### Supplied passage:
★ ★ ★ ★
# Nanakshahi Calendar Controversy



## Archived_Member16 (Apr 3, 2007)

*SGPC chief courts fresh controversy over Nanakshahi Calendar* 

 Punjab Newsline Network 
Tuesday, 03 April 2007 


AMRITSAR: Shiromani Gurdawara Parbhandak Committee (SGPC) president Avtar Singh Makkar has courted fresh controversy over Nanakshahi calendar by making unilateral changes in certain dates. His action has evoked sharp criticism from Sikh diaspora around the world. 


Makkar has sought the approval of the General House to change the dates of the calendar.

He has proposed to observe the Martyrdom Day of Guru Teg Bahadur on December 15 and the birth anniversary of Guru Nanak Dev on November 24.

Pal Singh Purewal, the author of the Nanakshahi Calendar said it was designed to replace the Hindu Calendar, and has been in use since 1998. 
Purewal said: "I am not against any of the amendment, but there are processes available to make such amendments in the Calendar." 

He said that it would better if the SGPC refers the issue to the Akal Takhat, the supreme temporal seat of the Sikhs, for a final decision, or alternatively, it should be handed over to a eleven-member committee to decide who will approach the Akal Takht for the final decision. 

A eleven-member committee was constituted by the Jathedar of the Akal Takht to give final touches to the Nanakshahi Calendar, he added. 

Citing an example, he said: "As per the Bikrami Calendar in 1982, the birth anniversary of Guru Gobind Singh and the martyrdom day of the Shahibzada's falls on the same date (December 22). But no hue and cry was made that time."

If now the Gurpurab of Guru Nanak Birthday and the martyrdom of Guru Teg Bahadur falls on same date (November 24), there is a process to take the issue up and resolve as per the Maryada, he added. 

Professor Balwant Singh Dillon, a members of committee, said there is no controversy at all, but just ignorance about the issue which was being exploited by those elements who didn't want a separate Sikh calendar. 

The Nanakshahi Calendar was implemented in 1999 by former SGPC chief Professor Kirpal Singh Badunger after the approval of the General House of SGPC. A decision was taken on the basis if recommendations made by the committee. Endorsing Professor Dillon's views, Kawernpal Singh Bittu, another committee member, said Makkar had made amendment related announcement under pressure from right-wingers like the BJP and the RSS.
★ ★ ★ ★
[Rows from a data collection]
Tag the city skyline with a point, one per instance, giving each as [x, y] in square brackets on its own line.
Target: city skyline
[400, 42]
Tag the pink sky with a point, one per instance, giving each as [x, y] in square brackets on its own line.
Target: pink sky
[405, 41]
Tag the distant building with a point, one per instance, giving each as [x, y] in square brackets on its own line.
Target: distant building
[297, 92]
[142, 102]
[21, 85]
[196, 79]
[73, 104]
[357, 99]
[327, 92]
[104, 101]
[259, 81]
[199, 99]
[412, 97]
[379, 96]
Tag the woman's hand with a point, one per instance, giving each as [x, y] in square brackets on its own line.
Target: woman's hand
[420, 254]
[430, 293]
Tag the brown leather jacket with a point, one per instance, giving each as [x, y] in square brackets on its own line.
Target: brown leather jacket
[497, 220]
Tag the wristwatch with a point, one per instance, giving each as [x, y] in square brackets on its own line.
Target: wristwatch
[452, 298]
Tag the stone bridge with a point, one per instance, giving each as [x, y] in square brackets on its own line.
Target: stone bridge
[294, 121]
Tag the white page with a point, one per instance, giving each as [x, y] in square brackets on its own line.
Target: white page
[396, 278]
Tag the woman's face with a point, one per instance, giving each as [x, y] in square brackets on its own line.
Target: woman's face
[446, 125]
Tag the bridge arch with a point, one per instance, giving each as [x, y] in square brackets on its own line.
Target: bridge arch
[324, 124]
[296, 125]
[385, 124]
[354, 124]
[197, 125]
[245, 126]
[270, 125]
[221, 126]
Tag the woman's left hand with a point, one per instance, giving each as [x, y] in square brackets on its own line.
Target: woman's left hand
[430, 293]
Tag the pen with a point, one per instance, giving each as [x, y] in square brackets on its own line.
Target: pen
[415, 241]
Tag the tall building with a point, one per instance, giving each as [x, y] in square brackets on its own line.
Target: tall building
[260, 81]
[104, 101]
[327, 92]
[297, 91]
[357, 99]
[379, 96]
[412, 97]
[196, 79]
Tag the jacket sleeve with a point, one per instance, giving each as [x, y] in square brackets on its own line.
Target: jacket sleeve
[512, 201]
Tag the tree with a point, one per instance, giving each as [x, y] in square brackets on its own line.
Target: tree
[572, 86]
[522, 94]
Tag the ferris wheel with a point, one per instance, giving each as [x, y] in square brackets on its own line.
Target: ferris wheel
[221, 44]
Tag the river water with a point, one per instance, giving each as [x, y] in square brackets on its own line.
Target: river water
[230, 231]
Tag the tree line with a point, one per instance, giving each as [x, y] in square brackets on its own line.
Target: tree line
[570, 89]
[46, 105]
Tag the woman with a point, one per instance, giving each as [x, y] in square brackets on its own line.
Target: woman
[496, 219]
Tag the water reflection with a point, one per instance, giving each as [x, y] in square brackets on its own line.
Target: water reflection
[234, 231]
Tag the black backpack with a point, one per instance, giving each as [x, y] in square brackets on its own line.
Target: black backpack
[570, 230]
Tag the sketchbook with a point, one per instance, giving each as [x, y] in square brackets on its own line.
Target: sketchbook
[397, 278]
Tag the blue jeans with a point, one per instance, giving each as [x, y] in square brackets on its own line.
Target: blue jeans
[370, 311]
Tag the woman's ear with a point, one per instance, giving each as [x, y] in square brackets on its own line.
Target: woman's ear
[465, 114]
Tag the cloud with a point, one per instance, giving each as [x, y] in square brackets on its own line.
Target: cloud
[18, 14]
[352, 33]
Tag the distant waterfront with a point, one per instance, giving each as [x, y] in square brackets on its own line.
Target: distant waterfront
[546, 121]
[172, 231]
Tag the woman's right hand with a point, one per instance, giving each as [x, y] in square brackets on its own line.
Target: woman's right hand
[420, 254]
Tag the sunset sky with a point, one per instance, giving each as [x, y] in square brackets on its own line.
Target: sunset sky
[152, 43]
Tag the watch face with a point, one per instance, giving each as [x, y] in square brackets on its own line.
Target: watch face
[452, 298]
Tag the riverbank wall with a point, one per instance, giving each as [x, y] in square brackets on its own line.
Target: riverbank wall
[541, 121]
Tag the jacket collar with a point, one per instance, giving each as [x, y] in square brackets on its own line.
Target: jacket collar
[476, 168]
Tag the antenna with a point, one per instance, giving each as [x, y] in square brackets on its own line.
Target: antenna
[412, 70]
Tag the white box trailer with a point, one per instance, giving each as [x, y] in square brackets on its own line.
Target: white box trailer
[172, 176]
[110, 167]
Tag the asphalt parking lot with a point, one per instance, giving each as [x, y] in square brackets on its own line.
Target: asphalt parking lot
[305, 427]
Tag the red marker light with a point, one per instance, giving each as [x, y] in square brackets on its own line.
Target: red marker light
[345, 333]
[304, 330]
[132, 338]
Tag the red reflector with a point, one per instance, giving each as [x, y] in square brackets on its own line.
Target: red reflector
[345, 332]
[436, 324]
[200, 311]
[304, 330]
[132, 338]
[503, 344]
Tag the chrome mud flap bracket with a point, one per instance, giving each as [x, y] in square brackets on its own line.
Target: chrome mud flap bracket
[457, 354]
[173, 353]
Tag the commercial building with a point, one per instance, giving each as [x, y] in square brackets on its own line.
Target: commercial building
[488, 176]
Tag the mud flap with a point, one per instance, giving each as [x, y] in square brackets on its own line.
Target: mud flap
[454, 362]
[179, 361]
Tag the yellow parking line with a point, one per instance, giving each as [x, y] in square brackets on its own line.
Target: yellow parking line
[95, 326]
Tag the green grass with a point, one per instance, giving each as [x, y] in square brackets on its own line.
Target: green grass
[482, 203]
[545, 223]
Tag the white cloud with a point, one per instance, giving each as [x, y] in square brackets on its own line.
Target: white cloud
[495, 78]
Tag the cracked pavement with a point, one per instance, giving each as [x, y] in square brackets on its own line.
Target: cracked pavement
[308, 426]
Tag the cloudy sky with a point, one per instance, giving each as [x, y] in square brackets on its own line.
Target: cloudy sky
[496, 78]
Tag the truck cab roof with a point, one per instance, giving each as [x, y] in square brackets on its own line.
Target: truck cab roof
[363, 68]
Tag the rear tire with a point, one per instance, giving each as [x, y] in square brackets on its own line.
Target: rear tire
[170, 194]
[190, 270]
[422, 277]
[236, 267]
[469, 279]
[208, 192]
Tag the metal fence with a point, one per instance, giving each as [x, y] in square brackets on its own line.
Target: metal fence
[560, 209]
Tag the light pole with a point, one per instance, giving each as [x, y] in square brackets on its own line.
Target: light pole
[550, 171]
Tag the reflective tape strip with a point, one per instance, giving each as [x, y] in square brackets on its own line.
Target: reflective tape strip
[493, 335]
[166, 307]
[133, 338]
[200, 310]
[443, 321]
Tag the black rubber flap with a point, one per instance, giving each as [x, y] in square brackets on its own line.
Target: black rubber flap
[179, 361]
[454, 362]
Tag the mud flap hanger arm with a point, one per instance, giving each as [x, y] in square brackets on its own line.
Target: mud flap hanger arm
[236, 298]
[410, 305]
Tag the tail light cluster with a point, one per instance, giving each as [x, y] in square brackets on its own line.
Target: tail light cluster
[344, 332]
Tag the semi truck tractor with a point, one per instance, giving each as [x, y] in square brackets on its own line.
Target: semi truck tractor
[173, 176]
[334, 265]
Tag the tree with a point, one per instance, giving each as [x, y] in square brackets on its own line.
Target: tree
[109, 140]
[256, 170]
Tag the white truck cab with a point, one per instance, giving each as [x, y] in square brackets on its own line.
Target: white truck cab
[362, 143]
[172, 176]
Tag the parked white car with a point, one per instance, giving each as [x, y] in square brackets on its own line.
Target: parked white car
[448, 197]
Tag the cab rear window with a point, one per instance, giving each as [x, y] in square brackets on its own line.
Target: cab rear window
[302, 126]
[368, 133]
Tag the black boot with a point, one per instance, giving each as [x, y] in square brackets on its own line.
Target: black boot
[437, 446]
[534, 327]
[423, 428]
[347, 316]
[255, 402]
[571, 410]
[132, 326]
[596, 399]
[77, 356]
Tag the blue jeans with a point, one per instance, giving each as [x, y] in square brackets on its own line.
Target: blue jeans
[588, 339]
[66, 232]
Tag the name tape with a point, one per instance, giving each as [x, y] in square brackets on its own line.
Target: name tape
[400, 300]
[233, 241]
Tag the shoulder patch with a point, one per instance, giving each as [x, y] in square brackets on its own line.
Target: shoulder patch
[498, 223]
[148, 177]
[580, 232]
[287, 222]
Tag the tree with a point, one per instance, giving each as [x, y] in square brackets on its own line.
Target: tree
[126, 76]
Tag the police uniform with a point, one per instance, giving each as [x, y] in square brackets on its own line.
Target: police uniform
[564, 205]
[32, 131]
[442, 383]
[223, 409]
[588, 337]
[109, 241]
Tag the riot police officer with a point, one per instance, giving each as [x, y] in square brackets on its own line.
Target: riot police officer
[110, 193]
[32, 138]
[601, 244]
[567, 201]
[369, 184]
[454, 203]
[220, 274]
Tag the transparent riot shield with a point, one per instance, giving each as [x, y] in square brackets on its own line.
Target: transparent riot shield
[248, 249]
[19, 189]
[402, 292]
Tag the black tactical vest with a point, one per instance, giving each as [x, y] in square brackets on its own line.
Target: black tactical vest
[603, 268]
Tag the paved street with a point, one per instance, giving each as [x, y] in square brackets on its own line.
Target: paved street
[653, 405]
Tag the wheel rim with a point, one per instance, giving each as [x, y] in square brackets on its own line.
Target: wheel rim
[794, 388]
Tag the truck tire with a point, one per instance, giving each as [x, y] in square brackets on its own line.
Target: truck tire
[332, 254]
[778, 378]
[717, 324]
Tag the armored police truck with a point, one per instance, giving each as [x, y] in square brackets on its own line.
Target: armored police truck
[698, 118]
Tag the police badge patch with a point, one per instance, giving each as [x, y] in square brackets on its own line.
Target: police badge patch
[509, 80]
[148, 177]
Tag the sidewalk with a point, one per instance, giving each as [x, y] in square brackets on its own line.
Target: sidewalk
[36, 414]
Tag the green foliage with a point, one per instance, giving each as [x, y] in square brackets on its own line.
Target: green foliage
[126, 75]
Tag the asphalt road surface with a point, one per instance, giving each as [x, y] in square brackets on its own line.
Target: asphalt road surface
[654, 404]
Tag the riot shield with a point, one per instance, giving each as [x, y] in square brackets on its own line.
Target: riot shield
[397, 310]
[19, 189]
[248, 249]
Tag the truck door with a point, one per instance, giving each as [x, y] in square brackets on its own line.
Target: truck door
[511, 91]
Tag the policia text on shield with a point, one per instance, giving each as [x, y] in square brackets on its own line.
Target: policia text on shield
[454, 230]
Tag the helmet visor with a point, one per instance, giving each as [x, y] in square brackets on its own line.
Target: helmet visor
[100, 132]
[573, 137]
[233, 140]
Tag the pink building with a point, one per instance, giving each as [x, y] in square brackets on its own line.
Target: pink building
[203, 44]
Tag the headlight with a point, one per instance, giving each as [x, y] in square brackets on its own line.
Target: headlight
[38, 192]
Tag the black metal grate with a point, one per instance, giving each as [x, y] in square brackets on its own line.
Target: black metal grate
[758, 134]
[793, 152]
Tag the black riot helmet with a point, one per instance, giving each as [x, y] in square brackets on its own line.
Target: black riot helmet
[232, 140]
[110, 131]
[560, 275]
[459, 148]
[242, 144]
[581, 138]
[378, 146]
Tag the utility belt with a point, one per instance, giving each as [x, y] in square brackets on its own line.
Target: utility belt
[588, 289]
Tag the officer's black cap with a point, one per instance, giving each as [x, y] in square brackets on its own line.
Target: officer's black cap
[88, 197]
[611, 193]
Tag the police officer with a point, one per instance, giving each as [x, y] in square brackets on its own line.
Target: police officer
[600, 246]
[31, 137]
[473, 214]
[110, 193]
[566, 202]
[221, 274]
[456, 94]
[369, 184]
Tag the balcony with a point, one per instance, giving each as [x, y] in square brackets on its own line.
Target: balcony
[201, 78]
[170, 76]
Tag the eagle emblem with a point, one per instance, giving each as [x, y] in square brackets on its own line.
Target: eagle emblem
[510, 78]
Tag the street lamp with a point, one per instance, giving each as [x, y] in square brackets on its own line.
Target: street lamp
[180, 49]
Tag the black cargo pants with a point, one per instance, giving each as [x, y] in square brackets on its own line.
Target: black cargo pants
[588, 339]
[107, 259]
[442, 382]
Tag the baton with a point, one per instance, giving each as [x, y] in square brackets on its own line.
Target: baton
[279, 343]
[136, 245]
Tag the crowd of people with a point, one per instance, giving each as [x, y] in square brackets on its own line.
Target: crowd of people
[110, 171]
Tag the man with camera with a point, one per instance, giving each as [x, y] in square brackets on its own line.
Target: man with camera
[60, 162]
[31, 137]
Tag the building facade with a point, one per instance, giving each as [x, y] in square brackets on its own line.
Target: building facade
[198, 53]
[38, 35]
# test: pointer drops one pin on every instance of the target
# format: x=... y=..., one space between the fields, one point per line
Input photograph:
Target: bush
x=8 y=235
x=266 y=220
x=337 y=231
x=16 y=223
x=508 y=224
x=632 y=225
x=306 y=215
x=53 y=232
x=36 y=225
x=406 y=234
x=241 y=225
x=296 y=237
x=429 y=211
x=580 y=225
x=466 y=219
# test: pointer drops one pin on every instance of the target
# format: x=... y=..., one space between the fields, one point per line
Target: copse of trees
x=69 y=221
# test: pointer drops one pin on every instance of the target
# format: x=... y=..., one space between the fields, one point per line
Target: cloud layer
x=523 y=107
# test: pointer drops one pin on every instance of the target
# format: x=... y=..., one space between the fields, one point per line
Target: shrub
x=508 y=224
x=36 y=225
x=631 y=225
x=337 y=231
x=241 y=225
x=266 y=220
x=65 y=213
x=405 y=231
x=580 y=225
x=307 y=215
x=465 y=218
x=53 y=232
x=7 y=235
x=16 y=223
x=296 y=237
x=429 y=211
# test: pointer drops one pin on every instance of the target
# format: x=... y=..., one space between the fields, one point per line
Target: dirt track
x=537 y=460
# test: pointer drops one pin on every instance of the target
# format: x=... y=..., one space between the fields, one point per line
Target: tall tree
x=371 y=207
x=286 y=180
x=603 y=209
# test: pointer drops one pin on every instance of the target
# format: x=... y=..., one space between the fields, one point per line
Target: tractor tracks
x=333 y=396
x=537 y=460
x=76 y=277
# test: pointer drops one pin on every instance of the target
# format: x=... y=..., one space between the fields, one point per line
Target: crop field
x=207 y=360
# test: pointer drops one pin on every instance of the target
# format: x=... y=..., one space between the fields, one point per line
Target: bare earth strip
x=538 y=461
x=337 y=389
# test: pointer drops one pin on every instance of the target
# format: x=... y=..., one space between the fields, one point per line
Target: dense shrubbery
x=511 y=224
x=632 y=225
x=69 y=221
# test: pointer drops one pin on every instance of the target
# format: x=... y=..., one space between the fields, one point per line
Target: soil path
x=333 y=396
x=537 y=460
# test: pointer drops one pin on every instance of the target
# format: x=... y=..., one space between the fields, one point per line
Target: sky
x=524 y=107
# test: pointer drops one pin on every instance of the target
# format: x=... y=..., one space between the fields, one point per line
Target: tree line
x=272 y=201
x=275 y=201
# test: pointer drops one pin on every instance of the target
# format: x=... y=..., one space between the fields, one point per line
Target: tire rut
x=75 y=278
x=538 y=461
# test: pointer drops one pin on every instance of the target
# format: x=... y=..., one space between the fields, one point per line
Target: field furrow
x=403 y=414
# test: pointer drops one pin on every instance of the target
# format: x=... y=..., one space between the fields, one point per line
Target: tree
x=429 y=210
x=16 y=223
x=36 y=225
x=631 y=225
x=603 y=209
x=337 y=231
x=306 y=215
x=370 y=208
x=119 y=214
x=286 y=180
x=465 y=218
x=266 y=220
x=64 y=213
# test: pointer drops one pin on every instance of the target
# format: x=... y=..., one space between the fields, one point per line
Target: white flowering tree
★ ★ ★ ★
### Your tasks:
**1.** In the calendar thread, on what date does Makkar propose to observe the Martyrdom Day of Guru Teg Bahadur?
**2.** Transcribe the part of the calendar thread starting with "Professor Balwant Singh" and going on through "and the RSS.".
The rows have no connection to the calendar thread.

### Solutions by task:
**1.** December 15.

**2.**
Professor Balwant Singh Dillon, a members of committee, said there is no controversy at all, but just ignorance about the issue which was being exploited by those elements who didn't want a separate Sikh calendar. 

The Nanakshahi Calendar was implemented in 1999 by former SGPC chief Professor Kirpal Singh Badunger after the approval of the General House of SGPC. A decision was taken on the basis if recommendations made by the committee. Endorsing Professor Dillon's views, Kawernpal Singh Bittu, another committee member, said Makkar had made amendment related announcement under pressure from right-wingers like the BJP and the RSS.